*Document section*:
......

Date: Fri, 4 September 2020
Source: Business Times
A distinct difference in performance between European equity sectors this year may be reduced due to the weakening of the US dollar.
Some of this year’s top performing subgroups such as think technology, chemicals and healthcare, includes companies selling outside of the region and hence are able to see their sales translate to fewer euros.
"Technology, health care and staples may be more vulnerable to appreciating currency than sectors like real estate, utilities, retail, telecoms and banks," said Emmanuel Cau, head of equity strategy at Barclays Plc.
Currently for the second half of the year, stock performance has been about what the business is, rather than where: technology has continued its market-topping performance in Europe over the past two months, despite it having the highest sales exposure outside of the region.
Among subsectors, European semiconductor firms such as ASML Holding NV and Dialog Semiconductor Plc are the most global, the groups' sales within the region barely exceeding 10 per cent, data compiled by Bloomberg show.
A stronger domestic currency "will not be nice to exporters in the eurozone", according to Robert Greil, chief strategist at Merck Finck. The euro rose above US$1.20 on Tuesday for the first time in more than two years, and with real US interest rates falling, it should move towards its "purchasing power parity" at around US$1.25 through the end of next year, Mr Greil said.

......

*Exercise data*:
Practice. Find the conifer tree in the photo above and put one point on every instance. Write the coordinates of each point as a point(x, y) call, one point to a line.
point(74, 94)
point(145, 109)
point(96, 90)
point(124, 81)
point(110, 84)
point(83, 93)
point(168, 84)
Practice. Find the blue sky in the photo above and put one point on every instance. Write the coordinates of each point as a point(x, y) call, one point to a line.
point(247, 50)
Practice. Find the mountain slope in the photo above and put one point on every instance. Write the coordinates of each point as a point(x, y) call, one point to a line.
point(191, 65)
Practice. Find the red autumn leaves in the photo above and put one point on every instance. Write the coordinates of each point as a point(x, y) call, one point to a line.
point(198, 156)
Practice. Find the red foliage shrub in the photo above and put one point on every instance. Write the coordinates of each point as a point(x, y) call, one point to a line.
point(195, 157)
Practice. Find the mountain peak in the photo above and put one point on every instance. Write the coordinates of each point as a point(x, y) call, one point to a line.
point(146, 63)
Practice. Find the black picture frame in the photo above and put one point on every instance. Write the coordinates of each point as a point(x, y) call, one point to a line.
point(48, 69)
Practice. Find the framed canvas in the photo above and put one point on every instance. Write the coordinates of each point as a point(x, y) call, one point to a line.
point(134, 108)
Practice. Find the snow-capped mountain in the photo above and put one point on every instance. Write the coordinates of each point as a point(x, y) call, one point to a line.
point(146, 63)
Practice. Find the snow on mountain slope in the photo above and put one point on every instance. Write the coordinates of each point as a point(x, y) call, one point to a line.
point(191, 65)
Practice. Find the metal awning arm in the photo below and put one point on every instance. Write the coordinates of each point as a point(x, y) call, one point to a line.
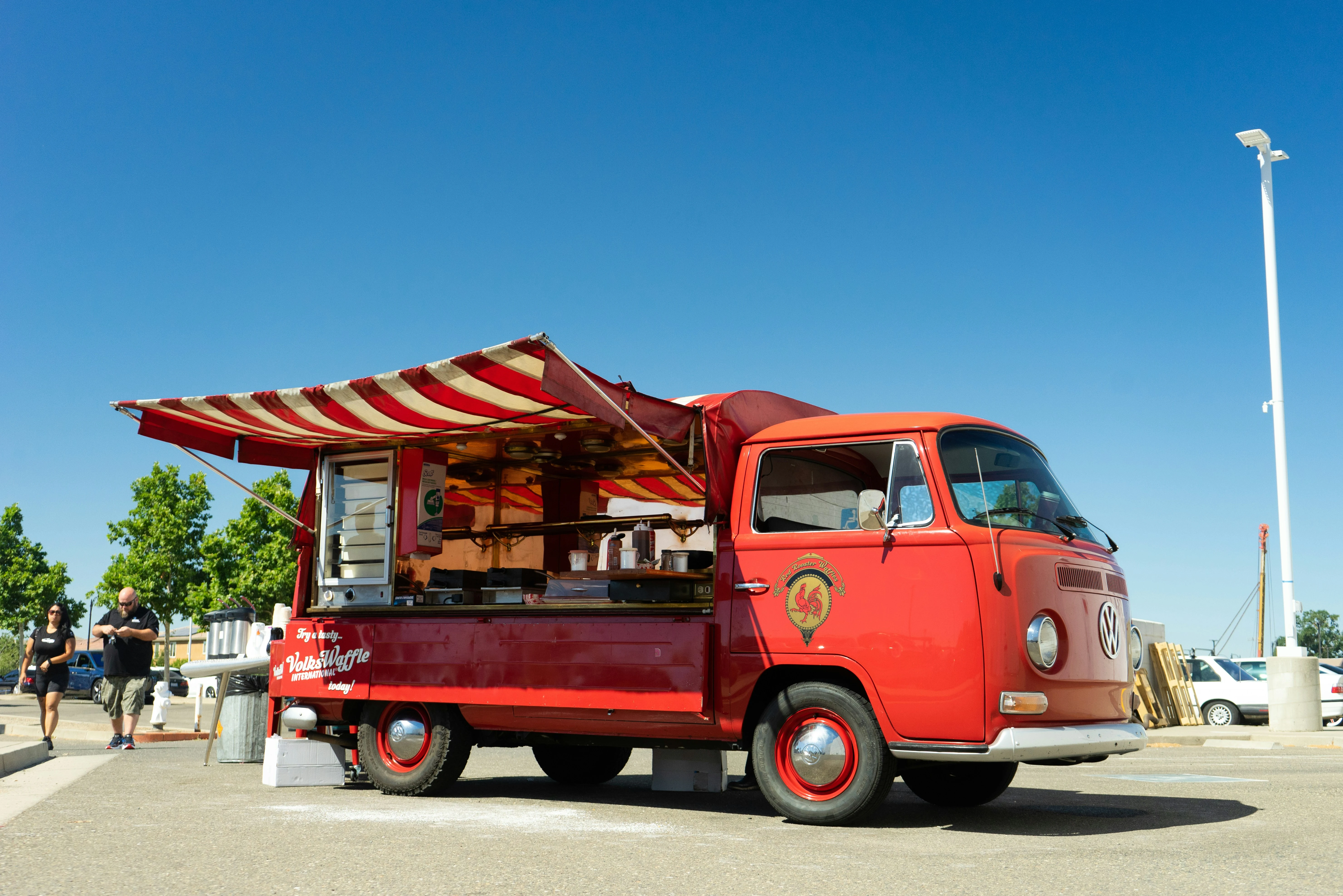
point(311, 530)
point(546, 341)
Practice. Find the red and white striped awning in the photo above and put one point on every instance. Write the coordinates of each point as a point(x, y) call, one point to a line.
point(524, 383)
point(495, 389)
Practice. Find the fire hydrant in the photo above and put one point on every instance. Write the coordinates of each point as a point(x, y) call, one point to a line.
point(162, 702)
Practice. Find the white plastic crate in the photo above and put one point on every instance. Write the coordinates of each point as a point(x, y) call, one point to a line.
point(691, 770)
point(300, 762)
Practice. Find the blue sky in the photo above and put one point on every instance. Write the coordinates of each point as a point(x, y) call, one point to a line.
point(1033, 214)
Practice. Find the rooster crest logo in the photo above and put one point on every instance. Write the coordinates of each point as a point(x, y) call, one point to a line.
point(808, 586)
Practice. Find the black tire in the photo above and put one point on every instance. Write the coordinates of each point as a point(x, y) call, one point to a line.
point(436, 769)
point(961, 784)
point(1221, 713)
point(582, 766)
point(857, 790)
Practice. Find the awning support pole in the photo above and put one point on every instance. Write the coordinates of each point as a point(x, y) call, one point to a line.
point(311, 530)
point(546, 341)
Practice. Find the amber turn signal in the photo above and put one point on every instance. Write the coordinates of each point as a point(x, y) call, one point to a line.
point(1019, 703)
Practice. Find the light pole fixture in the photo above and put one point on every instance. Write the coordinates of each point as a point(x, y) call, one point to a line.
point(1260, 142)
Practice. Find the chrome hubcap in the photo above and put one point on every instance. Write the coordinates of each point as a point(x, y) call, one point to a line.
point(406, 738)
point(819, 754)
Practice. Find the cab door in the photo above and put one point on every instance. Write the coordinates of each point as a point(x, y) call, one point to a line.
point(810, 582)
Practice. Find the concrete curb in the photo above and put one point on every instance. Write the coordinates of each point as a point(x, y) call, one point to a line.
point(15, 757)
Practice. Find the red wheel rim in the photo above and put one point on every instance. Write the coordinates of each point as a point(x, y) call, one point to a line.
point(800, 730)
point(387, 742)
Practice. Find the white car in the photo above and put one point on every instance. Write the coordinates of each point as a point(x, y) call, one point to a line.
point(1331, 684)
point(1228, 695)
point(1229, 692)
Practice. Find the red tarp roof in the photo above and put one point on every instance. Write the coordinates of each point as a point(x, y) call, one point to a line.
point(523, 383)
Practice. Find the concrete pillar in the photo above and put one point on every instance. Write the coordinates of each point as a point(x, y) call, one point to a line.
point(1294, 694)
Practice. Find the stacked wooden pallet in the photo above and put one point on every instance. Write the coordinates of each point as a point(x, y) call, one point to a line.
point(1148, 708)
point(1174, 692)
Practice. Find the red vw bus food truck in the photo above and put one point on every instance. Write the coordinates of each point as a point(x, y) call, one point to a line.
point(507, 550)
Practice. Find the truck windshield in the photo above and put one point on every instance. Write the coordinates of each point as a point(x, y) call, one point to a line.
point(1021, 491)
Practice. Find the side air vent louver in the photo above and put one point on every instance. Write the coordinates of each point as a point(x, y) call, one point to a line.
point(1080, 580)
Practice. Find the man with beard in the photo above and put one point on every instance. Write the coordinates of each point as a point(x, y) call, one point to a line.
point(131, 632)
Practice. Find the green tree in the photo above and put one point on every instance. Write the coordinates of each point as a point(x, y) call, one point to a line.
point(163, 539)
point(1318, 632)
point(250, 561)
point(29, 584)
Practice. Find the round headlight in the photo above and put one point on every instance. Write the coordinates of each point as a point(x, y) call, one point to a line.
point(1043, 641)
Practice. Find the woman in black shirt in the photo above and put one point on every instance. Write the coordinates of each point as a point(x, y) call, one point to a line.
point(52, 647)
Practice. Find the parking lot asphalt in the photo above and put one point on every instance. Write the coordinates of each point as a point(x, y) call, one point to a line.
point(1165, 819)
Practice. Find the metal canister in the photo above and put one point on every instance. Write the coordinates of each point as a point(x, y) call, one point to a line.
point(228, 633)
point(643, 542)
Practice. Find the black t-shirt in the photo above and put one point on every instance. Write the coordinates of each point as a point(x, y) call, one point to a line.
point(49, 644)
point(128, 656)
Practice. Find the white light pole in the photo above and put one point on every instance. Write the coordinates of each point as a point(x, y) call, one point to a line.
point(1259, 140)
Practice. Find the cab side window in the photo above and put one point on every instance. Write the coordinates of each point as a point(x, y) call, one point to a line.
point(812, 489)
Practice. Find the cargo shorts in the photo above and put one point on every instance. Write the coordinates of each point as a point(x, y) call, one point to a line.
point(123, 695)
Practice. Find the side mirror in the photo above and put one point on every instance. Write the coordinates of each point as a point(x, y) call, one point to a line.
point(871, 510)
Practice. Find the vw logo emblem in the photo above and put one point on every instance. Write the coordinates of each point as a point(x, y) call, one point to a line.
point(1110, 629)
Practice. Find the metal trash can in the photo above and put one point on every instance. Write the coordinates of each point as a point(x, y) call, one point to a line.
point(242, 721)
point(228, 635)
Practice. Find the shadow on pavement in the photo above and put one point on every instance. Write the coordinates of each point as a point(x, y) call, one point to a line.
point(1020, 812)
point(1029, 812)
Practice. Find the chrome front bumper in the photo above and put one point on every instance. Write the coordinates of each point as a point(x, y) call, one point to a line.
point(1027, 745)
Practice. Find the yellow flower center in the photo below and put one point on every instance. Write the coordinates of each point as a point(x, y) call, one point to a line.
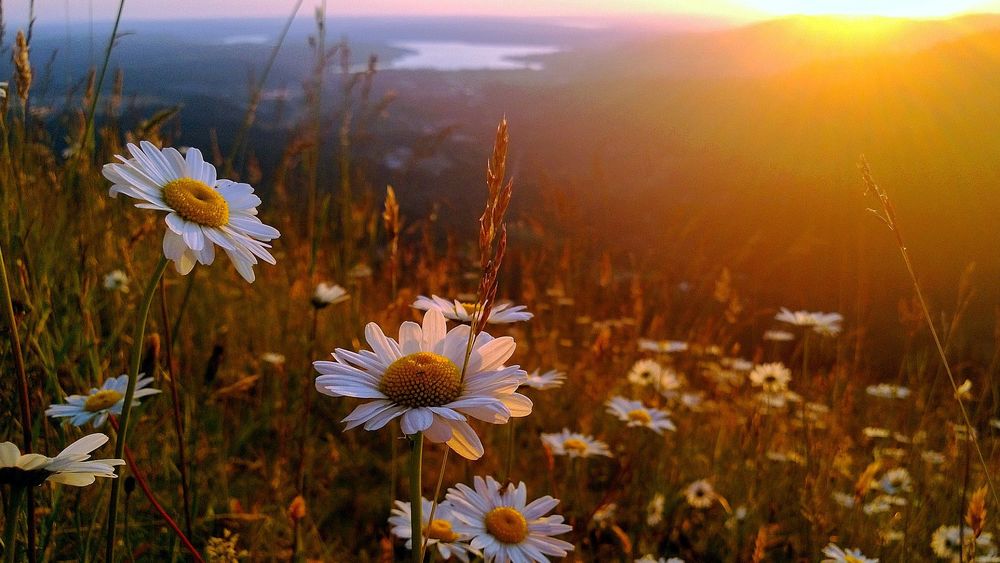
point(197, 202)
point(440, 530)
point(506, 524)
point(423, 379)
point(640, 415)
point(105, 398)
point(575, 445)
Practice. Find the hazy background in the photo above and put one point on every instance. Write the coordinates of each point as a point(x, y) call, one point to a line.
point(715, 134)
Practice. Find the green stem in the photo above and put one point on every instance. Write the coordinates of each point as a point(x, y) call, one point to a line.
point(10, 524)
point(24, 397)
point(510, 450)
point(416, 497)
point(133, 376)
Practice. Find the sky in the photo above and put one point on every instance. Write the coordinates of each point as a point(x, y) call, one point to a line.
point(58, 11)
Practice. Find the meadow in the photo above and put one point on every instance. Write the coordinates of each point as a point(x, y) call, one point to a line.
point(671, 419)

......

*Problems to solve*:
1 > Answer these questions about the article on the dollar and European equity sectors.
(a) What position does Emmanuel Cau hold at Barclays Plc?
(b) Which two European semiconductor firms are named?
(c) What level did the euro rise above on Tuesday?
2 > Reproduce the passage of the article on the dollar and European equity sectors from "Date: Fri, 4" to "to fewer euros.".
3 > Decide whether each statement agrees with the article on the dollar and European equity sectors. Answer yes or no, and quote the words that decide it.
(a) Robert Greil is chief strategist at Merck Finck.
(b) European semiconductor firms make more than half of their sales within the region.
(c) Technology has lagged the market in Europe over the past two months.

*Answers by item*:
1 >
(a) Head of equity strategy
(b) ASML Holding NV and Dialog Semiconductor Plc
(c) US$1.20, for the first time in more than two years

2 >
Date: Fri, 4 September 2020
Source: Business Times
A distinct difference in performance between European equity sectors this year may be reduced due to the weakening of the US dollar.
Some of this year’s top performing subgroups such as think technology, chemicals and healthcare, includes companies selling outside of the region and hence are able to see their sales translate to fewer euros.

3 >
(a) Yes: "Robert Greil, chief strategist at Merck Finck"
(b) No: "the groups' sales within the region barely exceeding 10 per cent"
(c) No: "technology has continued its market-topping performance in Europe over the past two months"